---- Seite

Der Unernst ihres Auftritts verrät, dass die parteiinternen Kritiker der Kanzlerin den Ernst der Lage kennen. Sie verzichten auf eigene Vorschläge, weil Merkels Linie alternativlos ist.

S teht die Union vor einem Machtkampf? So könnte es aussehen. Denn jetzt melden sich nicht mehr nur Hinterbänkler zu Wort, um darzulegen, dass sie den Eurorettungsschirm ablehnen. Plötzlich stellt sich auch CDU-Prominenz vor die Mikrofone, um das Euroengagement der Kanzlerin zu beklagen.

Jüngster Neuzugang unter den Kritikern ist Bundespräsident Christian Wulff. Er warf "der Politik" vor, dass sie sich "am Nasenring durch die Manege" führen lasse. Das waren harsche Worte, die sich erkennbar gegen Kanzlerin Angela Merkel richteten, obwohl sie nicht namentlich erwähnt wurde. Dennoch blieb eine bemerkenswerte Leerstelle in dieser Rede des Bundespräsidenten: Es war nicht zu erkennen, was Wulff stattdessen konkret vorschlägt.

Deutlich war nur, was er nicht will. So soll die Europäische Zentralbank keine Staatsanleihen aufkaufen. Auch behagt Wulff der europäische Rettungsschirm nicht wirklich. Doch wenn es diese beiden Instrumente nicht gegeben hätte, wäre der Euro längst auseinandergeflogen. Vor dieser Konsequenz zuckt Wulff dann doch zurück: Die Währungsunion scheint er erhalten zu wollen.

Bild: taz
Ulrike Herrmann

ist wirtschaftspolitische Korrespondtin der taz.

Ähnlich unverbindlich äußern sich auch die anderen Eurorebellen in der CDU. Auch sie beschränken sich darauf, abzulehnen, was sie nicht möchten. Eine eigene Lösung fehlt. Damit ist jetzt schon klar, wie der Machtkampf in der Union ausgeht: Merkel und ihr Finanzminister Wolfgang Schäuble werden sich durchsetzen. Die Eurokrise ist ja nicht eingebildet, sondern höchst real - und irgendwer muss sie lösen.

--------
---- Datenauszug

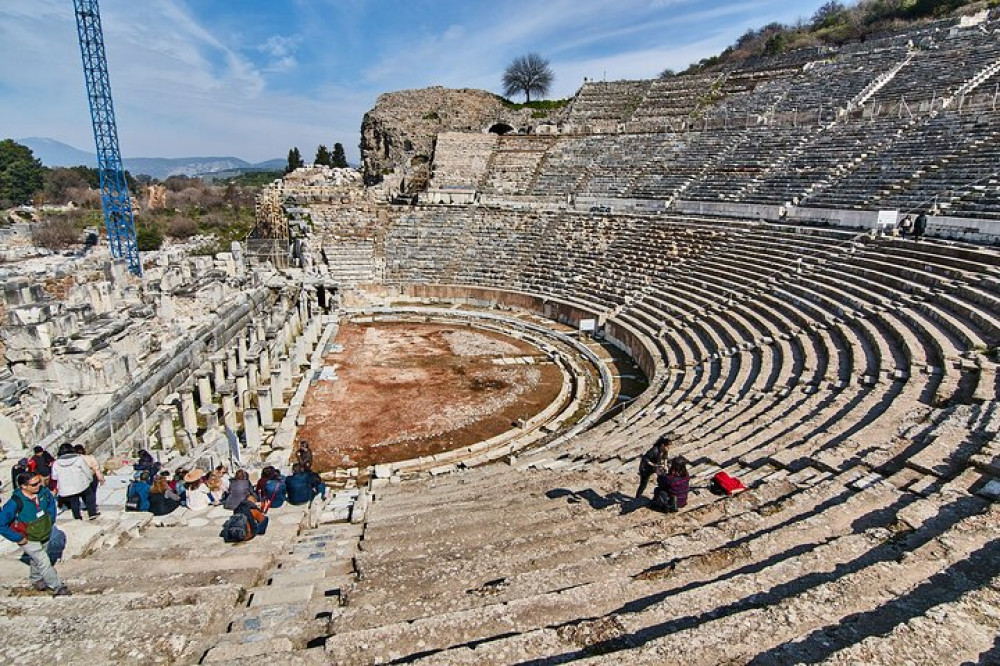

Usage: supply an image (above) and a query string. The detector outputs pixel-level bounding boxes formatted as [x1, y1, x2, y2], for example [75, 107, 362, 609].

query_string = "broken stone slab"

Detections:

--------

Arbeitsaufträge:
a – Beantworten Sie anhand der Seite diese Fragen:
(i) Wer ist laut der Seite der jüngste Neuzugang unter den Kritikern?
(ii) Welche Institution soll nach Wulffs Willen keine Staatsanleihen aufkaufen?
(iii) Wer wird sich laut der Seite im Machtkampf in der Union durchsetzen?
b – Zitieren Sie aus der Seite die Passage von „Deutlich war nur, was“ bis einschließlich „erhalten zu wollen.“.

Vollständige Antworten:
a –
(i) Bundespräsident Christian Wulff
(ii) Die Europäische Zentralbank
(iii) Merkel und ihr Finanzminister Wolfgang Schäuble

b –
Deutlich war nur, was er nicht will. So soll die Europäische Zentralbank keine Staatsanleihen aufkaufen. Auch behagt Wulff der europäische Rettungsschirm nicht wirklich. Doch wenn es diese beiden Instrumente nicht gegeben hätte, wäre der Euro längst auseinandergeflogen. Vor dieser Konsequenz zuckt Wulff dann doch zurück: Die Währungsunion scheint er erhalten zu wollen.